Supplied text
** Begin **

0

I was playing around with a data frame and I can't wrap my head around a problem. Here is the code I used:

Died.At <- c(22,40,72,41)
Writer.At <- c(16, 18, 36, 36)
First.Name <- c("John", "Edgar", "Walt", "Jane")
Second.Name <- c("Doe", "Poe", "Whitman", "Austen")
Sex <- c("MALE", "MALE", "MALE", "FEMALE")
Date.Of.Death <- c("2015-05-10", "1849-10-07", "1892-03-26","1817-07-18")
writersdataframe <- data.frame(Died.At, Writer.At, I(First.Name), I(Second.Name), Sex, as.Date(Date.Of.Death))

This is the result:

 str (writersdataframe)
'data.frame':   4 obs. of  6 variables:
 $ Died.At               : num  22 40 72 41
 $ Writer.At             : num  16 18 36 36
 $ First.Name            : 'AsIs' chr  "John" "Edgar" "Walt" "Jane"
 $ Second.Name           : 'AsIs' chr  "Doe" "Poe" "Whitman" "Austen"
 $ Sex                   : Factor w/ 2 levels "FEMALE","MALE": 2 2 2 1
 $ as.Date.Date.Of.Death.: Date, format: "2015-05-10" "1849-10-07" "1892-03-26" ...

** End **

Instructions for the task
Reproduce the portion of the forum post that opens with the words containing "Died.At <- c(22,40,72,41)" and closes with "str (writersdataframe)". The entries are separate material and have no connection to the forum post.

Excerpts from a detection dataset
** Begin **

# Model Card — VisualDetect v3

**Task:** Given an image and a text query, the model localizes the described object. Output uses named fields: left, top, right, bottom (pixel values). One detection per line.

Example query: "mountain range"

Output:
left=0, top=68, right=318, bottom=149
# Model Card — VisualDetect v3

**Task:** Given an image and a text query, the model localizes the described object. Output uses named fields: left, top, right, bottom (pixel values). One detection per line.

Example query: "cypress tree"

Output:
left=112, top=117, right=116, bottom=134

** End **

Output
Died.At <- c(22,40,72,41)
Writer.At <- c(16, 18, 36, 36)
First.Name <- c("John", "Edgar", "Walt", "Jane")
Second.Name <- c("Doe", "Poe", "Whitman", "Austen")
Sex <- c("MALE", "MALE", "MALE", "FEMALE")
Date.Of.Death <- c("2015-05-10", "1849-10-07", "1892-03-26","1817-07-18")
writersdataframe <- data.frame(Died.At, Writer.At, I(First.Name), I(Second.Name), Sex, as.Date(Date.Of.Death))

This is the result:

 str (writersdataframe)